-- begin --

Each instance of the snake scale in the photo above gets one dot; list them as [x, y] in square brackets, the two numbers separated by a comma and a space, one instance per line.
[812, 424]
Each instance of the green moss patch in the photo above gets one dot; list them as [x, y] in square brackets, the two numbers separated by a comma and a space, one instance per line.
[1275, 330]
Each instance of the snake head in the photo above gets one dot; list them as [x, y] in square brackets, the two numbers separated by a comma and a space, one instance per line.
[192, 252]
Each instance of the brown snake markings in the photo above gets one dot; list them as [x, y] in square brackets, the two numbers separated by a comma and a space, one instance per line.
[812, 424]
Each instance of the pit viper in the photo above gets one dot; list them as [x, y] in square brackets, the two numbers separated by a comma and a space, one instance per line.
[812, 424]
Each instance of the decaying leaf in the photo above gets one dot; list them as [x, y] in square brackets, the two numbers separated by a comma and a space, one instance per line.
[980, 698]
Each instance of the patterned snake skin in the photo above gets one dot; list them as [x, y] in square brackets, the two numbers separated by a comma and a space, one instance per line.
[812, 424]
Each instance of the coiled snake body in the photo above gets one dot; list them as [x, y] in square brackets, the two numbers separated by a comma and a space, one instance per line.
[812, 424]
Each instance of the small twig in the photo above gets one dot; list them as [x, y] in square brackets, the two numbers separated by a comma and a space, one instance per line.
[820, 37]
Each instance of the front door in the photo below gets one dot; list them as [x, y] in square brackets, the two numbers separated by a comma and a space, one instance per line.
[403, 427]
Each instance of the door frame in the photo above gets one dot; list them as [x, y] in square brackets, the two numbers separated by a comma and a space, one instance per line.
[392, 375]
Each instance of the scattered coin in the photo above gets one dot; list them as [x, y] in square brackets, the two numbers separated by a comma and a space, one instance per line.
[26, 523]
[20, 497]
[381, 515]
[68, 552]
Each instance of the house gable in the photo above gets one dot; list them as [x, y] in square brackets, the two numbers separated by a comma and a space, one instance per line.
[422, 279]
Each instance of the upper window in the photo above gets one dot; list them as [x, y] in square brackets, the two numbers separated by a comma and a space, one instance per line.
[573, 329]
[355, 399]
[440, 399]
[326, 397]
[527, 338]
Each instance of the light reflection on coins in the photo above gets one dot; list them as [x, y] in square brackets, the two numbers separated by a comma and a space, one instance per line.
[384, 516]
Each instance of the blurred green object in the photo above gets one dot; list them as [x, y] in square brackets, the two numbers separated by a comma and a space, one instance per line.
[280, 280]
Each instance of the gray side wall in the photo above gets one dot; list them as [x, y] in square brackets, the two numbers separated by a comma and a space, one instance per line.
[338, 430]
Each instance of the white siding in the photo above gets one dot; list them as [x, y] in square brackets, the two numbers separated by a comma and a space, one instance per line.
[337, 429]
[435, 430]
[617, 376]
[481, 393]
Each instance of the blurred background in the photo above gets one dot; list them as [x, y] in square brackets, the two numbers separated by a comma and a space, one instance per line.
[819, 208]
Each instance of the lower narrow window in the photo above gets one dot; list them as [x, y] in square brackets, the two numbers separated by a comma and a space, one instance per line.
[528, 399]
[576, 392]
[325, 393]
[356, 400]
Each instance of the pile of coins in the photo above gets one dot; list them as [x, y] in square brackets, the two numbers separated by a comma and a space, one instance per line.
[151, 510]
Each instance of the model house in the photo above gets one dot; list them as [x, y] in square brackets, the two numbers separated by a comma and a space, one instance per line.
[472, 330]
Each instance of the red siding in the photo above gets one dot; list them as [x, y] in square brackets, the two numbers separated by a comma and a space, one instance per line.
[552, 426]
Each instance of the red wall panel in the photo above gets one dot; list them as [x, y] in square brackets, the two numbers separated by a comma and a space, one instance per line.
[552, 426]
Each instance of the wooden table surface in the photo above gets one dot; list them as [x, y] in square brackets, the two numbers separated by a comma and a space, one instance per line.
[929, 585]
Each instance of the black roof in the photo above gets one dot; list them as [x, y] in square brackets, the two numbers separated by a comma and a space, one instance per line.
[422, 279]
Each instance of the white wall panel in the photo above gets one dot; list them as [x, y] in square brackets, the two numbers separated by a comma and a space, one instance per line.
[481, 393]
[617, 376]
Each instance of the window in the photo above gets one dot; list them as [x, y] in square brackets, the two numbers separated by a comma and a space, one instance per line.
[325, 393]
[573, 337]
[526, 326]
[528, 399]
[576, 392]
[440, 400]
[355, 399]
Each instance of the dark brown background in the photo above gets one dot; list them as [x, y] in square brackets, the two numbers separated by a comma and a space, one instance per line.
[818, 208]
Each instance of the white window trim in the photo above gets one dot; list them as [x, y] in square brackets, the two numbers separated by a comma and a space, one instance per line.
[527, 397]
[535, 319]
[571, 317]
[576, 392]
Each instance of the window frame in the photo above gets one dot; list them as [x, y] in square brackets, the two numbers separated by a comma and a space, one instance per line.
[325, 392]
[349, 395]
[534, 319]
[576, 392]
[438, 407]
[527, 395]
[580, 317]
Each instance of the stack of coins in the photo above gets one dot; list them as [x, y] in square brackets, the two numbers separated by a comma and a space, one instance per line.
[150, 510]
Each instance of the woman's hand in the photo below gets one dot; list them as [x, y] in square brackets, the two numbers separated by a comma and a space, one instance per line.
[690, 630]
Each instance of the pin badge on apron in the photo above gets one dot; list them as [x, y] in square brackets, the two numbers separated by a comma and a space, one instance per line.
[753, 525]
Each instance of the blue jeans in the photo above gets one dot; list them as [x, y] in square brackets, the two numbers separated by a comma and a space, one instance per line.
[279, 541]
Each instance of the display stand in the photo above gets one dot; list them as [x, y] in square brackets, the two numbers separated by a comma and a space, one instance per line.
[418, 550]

-- end --

Return each line of the records above exactly as it reads.

Each instance of the snake scale in the photo above gets one dot; list them as [x, y] in square brackets, the two numbers separated by a comma and a space, one instance per line.
[812, 424]
Each instance of the green moss patch in the photo above gets one dot; list them as [x, y] in square brackets, the two numbers separated by a comma and a space, one instance per line.
[1275, 330]
Each instance of the snake head in the photo above gets one dot; list them as [x, y] in square brackets, the two numbers separated by a comma and a space, one instance per line.
[192, 252]
Each instance of the brown snake markings in the photo above gets one dot; list them as [x, y] in square brackets, the two numbers separated by a comma and a space, one instance per line.
[812, 424]
Each instance of the pit viper in the photo above gets one dot; list them as [x, y] in square brackets, the two numbers separated by a comma and a space, one instance per line.
[812, 424]
Each instance of the decaying leaf in the photo above gets one dot; list them as [x, y] in square brackets, the two numbers separated by a comma and a space, one instance per line.
[980, 698]
Each instance of the patterned snake skin in the photo above gets one dot; list them as [x, y] in square brackets, the two numbers separated by a comma and a space, one instance per line.
[812, 424]
Each instance of the coiled snake body in the photo above gets one dot; list them as [x, y] in square brackets, the two numbers separated by a comma and a space, one instance per line.
[812, 424]
Each instance of the small twig in the photo above gets one dot; list them as [x, y] in square brackets, the two numbers separated by a comma and a space, one instance per line.
[820, 37]
Each instance of the front door in the photo below gets one dot; list them as [x, y] in square brackets, the two numbers separated by a comma and a space, one instance per line.
[403, 427]
Each instance of the door frame in the photo above gets one dot; list them as [x, y] in square brackets, the two numbers separated by a comma and a space, one instance per line.
[392, 375]
Each instance of the scattered coin in the photo above gets one dot; list them as [x, y] in square brackets, the two numbers separated by a comma and a space, one instance per line.
[26, 523]
[20, 497]
[381, 515]
[68, 552]
Each instance of the house gable in the photo above gets one dot; list them as [x, y] in square brackets, the two numbers separated by a comma and a space, one instance per line.
[422, 279]
Each instance of the upper window in the photo above gets one dot; list them as [x, y] in square brackets, the two numbers separated by a comma and a space, one instance per line.
[573, 329]
[355, 399]
[440, 399]
[326, 397]
[527, 338]
Each instance of the light reflection on coins in the photo above gets one dot; list them as [x, y] in square brackets, the two numbers separated by a comma and a space, one instance per line.
[384, 516]
Each instance of the blurred green object in the photo above gets one dot; list them as [x, y] in square brackets, the two numbers separated by a comma and a space, one instance per line.
[280, 280]
Each instance of the gray side wall in the photo above gets one dot; list them as [x, y] in square brackets, the two numbers separated by a comma and a space, one instance per line.
[338, 430]
Each instance of the white siding in the photo above gets one dot; list them as [x, y] in square brackets, the two numbers separated by a comma and a space, one instance per line.
[337, 429]
[435, 430]
[617, 376]
[481, 393]
Each instance of the blurred background in the photo above gets one dot; list them as [x, y] in square brackets, the two numbers separated by a comma and a space, one instance per line.
[819, 208]
Each instance of the lower narrow window in the photo above gets one dot; list them as [x, y] in square brackets, the two numbers separated by a comma and a space, one instance per line.
[528, 399]
[576, 392]
[325, 393]
[356, 400]
Each instance of the pile of coins in the photo above gets one dot; list them as [x, y] in square brackets, the two numbers separated by a comma and a space, one instance per line.
[151, 510]
Each instance of the model house in the photo above gets one dot; list them as [x, y] in square brackets, the two numbers separated by a comma and a space, one instance per line.
[472, 330]
Each instance of the red siding in the photo above gets one dot; list them as [x, y] in square brackets, the two numbers separated by a comma and a space, one instance per line.
[552, 426]
Each instance of the red wall panel in the photo above gets one dot; list them as [x, y] in square brackets, the two numbers separated by a comma and a space, one instance per line.
[552, 426]
Each instance of the wooden table surface in the photo above gets one dot; list them as [x, y] in square brackets, the two numbers separated by a comma and a space, one instance per line.
[929, 585]
Each instance of the black roof in the photo above gets one dot; list them as [x, y] in square brackets, the two numbers separated by a comma and a space, one instance per line.
[422, 279]
Each instance of the white wall panel in the photo above gets one dot; list them as [x, y] in square brackets, the two numbers separated by a comma and a space, one instance per line.
[481, 393]
[617, 376]
Each instance of the window in the photo above gets one dot; list them as [x, y] in square brackets, the two numbers separated by a comma and a space, one instance per line.
[325, 393]
[573, 337]
[526, 326]
[528, 399]
[576, 392]
[440, 400]
[355, 399]
Each instance of the dark brown background in the photo above gets one dot; list them as [x, y] in square brackets, the two numbers separated by a comma and a space, one instance per line.
[818, 208]
Each instance of the white window trim in the photo above gets one dot; list them as [x, y] in square brackets, the two numbers separated by a comma and a space, one instance per line.
[527, 397]
[535, 319]
[571, 317]
[576, 392]
Each instance of the window frame in the photo above gets one dot; list them as [x, y] in square brackets, the two numbers separated by a comma and a space, one instance per line.
[325, 392]
[349, 395]
[534, 319]
[576, 392]
[438, 407]
[527, 395]
[580, 317]
Each instance of the stack of coins in the photo above gets one dot; list them as [x, y] in square brackets, the two numbers separated by a comma and a space, one instance per line.
[150, 510]
Each instance of the woman's hand in the photo below gets one dot; list them as [x, y] in square brackets, the two numbers separated by a comma and a space, one instance per line.
[690, 630]
Each instance of the pin badge on apron in the photo above gets one dot; list them as [x, y] in square brackets, the two numbers separated by a comma and a space, one instance per line.
[753, 525]
Each instance of the blue jeans in the photo above gets one dot; list them as [x, y] in square brackets, the two numbers separated by a comma and a space, one instance per line.
[279, 541]
Each instance of the display stand in the photo above gets one dot; list them as [x, y] in square brackets, the two numbers separated by a comma and a space, one instance per line.
[418, 550]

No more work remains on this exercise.